Re: [Rd] Severe memory problem using split()

From: Martin Morgan <mtmorgan_at_fhcrc.org>
Date: Mon, 12 Jul 2010 15:31:46 -0700

On 07/12/2010 03:00 PM, cstrato wrote:

> Dear Martin,
> 
> Thank you, you are right, now I get:
> 
>> ann <- read.delim("Hu6800_ann.txt", stringsAsFactors=FALSE)
>> object.size(ann)
> 2035952 bytes
>> u2p  <- split(ann[,"ProbesetID"],ann[,"UNIT_ID"])
>> object.size(u2p)
> 1207368 bytes
>> object.size(unlist(u2p))
> 865176 bytes
> 
> Nevertheless, a size of 1.2MB for a list representing 2 of 11 columns of

but it's a list of length(unique(ann[["UNIT_ID"]]))) elements, each of which has a pointer to the element, a pointer to the name of the element, and the element data itself. I'd guess it adds up in a non-mysterious way. For a sense of it (and maybe only understandable if you have a working understanding of how R represents data) see, e.g.,

> .Internal(inspect(list(x=1,y=2)))

@1a4c538 19 VECSXP g0c2 [ATT] (len=2, tl=0)
  @191cad8 14 REALSXP g0c1 [] (len=1, tl=0) 1
  @191caa8 14 REALSXP g0c1 [] (len=1, tl=0) 2
ATTRIB:
  @16fc8d8 02 LISTSXP g0c0 []
    TAG: @60cf18 01 SYMSXP g0c0 [MARK,NAM(2),gp=0x4000] "names"     @1a4c500 16 STRSXP g0c2 [] (len=2, tl=0)
      @674e88 09 CHARSXP g0c1 [MARK,gp=0x21] "x"
      @728c38 09 CHARSXP g0c1 [MARK,gp=0x21] "y"

_Entries supplied_
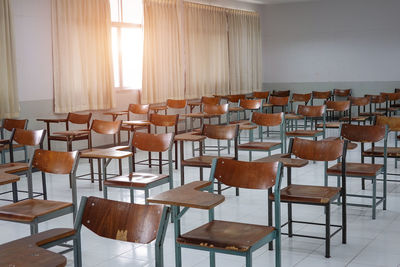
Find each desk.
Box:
[0,229,68,267]
[0,162,29,202]
[147,181,225,267]
[80,146,133,191]
[175,132,207,185]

_Job 1_
In the split() memory thread, what byte count does object.size(u2p) report?
_Job 2_
Continue the split() memory thread from the point where it ends.

_Exercise answer 1_
1207368 bytes

_Exercise answer 2_
Martin

> a table of size 754KB seems still to be pretty large?
> 
> Best regards
> Christian
> 
> 
> On 7/12/10 11:44 PM, Martin Morgan wrote:
>> On 07/12/2010 01:45 PM, cstrato wrote:

>>> Dear all,
>>>

>>> With great interest I followed the discussion:
>>> https://stat.ethz.ch/pipermail/r-devel/2010-July/057901.html
>>> since I have currently a similar problem:
>>>

>>> In a new R session (using xterm) I am importing a simple table
>>> "Hu6800_ann.txt" which has a size of 754KB only:
>>>
>>>> ann<- read.delim("Hu6800_ann.txt")
>>>> dim(ann)

>>> [1] 7129 11
>>>
>>>

>>> When I call "object.size(ann)" the estimated memory used to store "ann"
>>> is already 2MB:
>>>
>>>> object.size(ann)

>>> 2034784 bytes
>>>
>>>

>>> Now I call "split()" and check the estimated memory used which turns out
>>> to be 3.3GB:
>>>
>>>> u2p<- split(ann[,"ProbesetID"],ann[,"UNIT_ID"])
>>>> object.size(u2p)

>>> 3323768120 bytes
>>
>> I guess things improve with stringsAsFactors=FALSE in read.delim?
>>
>> Martin
>>
>>>

>>> During the R session I am running "top" in another xterm and can see
>>> that the memory usage of R increases to about 550MB RSIZE.
>>>
>>>

>>> Now I do:
>>>
>>>> object.size(unlist(u2p))

>>> 894056 bytes
>>>

>>> It takes about 3 minutes to complete this call and the memory usage of R
>>> increases to about 1.3GB RSIZE. Furthermore, during evaluation of this
>>> function the free RAM of my Mac decreases to less than 8MB free PhysMem,
>>> until it needs to swap memory. When finished, free PhysMem is 734MB but
>>> the size of R increased to 577MB RSIZE.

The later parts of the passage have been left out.